→ Labeled-object pointing entries:
────────
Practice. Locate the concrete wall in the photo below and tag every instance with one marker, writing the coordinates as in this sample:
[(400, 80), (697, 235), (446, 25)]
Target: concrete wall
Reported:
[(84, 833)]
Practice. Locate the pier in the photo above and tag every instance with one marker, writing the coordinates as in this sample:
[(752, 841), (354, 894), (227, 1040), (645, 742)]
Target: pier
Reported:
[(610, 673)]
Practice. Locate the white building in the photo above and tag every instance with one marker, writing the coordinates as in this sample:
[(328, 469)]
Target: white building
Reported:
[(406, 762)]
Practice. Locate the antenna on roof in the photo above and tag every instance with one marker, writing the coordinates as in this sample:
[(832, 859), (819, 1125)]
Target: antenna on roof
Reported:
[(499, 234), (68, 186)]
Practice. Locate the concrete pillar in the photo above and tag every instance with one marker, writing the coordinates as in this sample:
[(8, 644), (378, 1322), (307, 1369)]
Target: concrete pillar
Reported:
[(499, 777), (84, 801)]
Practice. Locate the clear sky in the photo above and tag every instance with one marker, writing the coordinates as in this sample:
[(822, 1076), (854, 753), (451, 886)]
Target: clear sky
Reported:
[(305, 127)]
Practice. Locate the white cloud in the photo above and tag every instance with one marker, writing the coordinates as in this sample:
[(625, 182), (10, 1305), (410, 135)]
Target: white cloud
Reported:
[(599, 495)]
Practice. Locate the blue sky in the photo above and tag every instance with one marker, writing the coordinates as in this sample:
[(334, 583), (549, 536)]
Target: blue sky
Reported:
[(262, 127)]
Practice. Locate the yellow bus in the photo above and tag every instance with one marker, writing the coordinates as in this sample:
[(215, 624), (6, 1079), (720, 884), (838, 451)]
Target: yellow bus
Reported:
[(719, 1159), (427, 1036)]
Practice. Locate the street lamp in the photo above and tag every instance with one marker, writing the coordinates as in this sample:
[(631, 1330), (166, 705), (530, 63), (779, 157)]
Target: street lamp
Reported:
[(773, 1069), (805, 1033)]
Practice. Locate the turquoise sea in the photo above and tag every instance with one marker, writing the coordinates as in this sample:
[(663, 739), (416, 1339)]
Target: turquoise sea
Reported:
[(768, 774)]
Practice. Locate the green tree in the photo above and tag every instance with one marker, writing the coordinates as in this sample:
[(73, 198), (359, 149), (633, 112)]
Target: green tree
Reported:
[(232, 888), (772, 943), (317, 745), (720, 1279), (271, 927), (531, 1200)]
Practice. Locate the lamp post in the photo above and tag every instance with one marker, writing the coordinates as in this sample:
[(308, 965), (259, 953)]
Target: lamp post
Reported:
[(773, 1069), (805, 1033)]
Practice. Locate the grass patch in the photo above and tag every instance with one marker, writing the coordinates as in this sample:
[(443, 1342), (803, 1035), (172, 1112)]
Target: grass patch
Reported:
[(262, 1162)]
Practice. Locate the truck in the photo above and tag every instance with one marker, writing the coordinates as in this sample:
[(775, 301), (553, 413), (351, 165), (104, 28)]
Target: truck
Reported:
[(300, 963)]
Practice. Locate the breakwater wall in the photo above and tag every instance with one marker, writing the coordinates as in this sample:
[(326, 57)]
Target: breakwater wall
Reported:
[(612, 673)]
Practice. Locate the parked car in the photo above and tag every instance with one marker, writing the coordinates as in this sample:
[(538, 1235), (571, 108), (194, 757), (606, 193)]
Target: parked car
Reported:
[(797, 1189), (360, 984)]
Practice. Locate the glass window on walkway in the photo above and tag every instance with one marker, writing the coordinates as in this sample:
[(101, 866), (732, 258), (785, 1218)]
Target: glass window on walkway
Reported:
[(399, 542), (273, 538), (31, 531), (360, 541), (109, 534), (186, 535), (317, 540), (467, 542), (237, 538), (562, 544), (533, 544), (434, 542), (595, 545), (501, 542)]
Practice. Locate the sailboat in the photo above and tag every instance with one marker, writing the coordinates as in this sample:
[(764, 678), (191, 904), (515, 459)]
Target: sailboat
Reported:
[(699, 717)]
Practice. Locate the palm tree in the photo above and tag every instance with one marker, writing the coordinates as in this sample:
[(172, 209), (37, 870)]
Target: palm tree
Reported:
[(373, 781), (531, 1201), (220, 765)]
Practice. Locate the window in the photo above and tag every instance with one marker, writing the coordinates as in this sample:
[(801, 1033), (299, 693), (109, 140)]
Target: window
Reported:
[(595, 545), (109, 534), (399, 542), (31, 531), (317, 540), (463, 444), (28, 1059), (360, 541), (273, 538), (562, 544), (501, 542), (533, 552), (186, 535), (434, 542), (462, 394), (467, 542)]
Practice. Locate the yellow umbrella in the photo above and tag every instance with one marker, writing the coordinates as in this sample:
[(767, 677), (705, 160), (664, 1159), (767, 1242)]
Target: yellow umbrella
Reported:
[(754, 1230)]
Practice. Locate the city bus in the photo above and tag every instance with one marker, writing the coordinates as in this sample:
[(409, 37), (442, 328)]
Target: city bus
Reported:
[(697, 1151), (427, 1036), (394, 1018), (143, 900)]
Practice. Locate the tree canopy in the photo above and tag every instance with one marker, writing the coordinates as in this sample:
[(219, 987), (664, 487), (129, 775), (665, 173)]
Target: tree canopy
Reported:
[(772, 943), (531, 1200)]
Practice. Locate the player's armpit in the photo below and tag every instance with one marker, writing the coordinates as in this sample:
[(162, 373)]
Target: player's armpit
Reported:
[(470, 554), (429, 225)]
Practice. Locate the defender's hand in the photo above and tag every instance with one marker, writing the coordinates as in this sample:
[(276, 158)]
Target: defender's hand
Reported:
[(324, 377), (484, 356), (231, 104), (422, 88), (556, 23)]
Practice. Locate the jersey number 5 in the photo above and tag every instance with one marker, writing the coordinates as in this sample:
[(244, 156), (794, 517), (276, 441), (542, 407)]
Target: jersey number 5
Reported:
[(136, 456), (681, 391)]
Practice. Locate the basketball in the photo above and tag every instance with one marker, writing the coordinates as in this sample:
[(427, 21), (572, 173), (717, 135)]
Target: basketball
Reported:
────────
→ Written problem: Produce an exact copy of the lines from the one containing "Practice. Locate the window" through the last line, and of nothing else.

→ Solution to this problem:
Practice. Locate the window in the photo above and tag every instance with one marker, writing the coordinates as in this sample:
[(801, 1033), (299, 693), (109, 140)]
Target: window
Reported:
[(595, 545), (109, 534), (399, 542), (31, 531), (317, 540), (463, 444), (28, 1059), (360, 541), (273, 538), (562, 544), (501, 542), (533, 552), (186, 535), (434, 542), (462, 394), (467, 542)]
Practice. Locate the yellow umbrella in the photo above and tag every instance with one marker, writing the coordinates as in this sample:
[(767, 677), (705, 160), (664, 1159), (767, 1242)]
Target: yellow umbrella
Reported:
[(754, 1230)]
Practice. Locate the city bus in the photo above and tag every instance with one marker, writing the coordinates as in this sample:
[(409, 37), (442, 328)]
Target: city bus
Reported:
[(697, 1151), (427, 1036), (394, 1018), (143, 900)]
Practice. Locate the tree canopy in the photo above and tag every instance with one marker, writing the coordinates as in this sample:
[(219, 987), (664, 487), (129, 775), (665, 173)]
Target: tree canopy
Reported:
[(772, 943), (531, 1200)]
Practice. Locate the player's armpit in the photo below and tag every instance with one marker, writing the coordinates as in this sample:
[(162, 373)]
Target: player's armpit
Reported:
[(470, 554), (429, 225)]
Practice. Locate the defender's hand in the photo above and tag every instance with one marker, writing the coordinates as in this sample:
[(276, 158)]
Target: defender's hand
Reported:
[(324, 377), (484, 356), (231, 104), (422, 88), (556, 23)]
Practice. Locate the jersey number 5 in the photo above and tag every instance with one marker, writing the coordinates as in this sample:
[(244, 156), (794, 517), (276, 441), (542, 407)]
Target: jersey number 5
Reported:
[(136, 456), (681, 391)]
Practice. Locate the basketball in the photo above and tag every instance with one marker, writing the coordinates as in this sample:
[(427, 21), (572, 173), (717, 135)]
Target: basketball
Reported:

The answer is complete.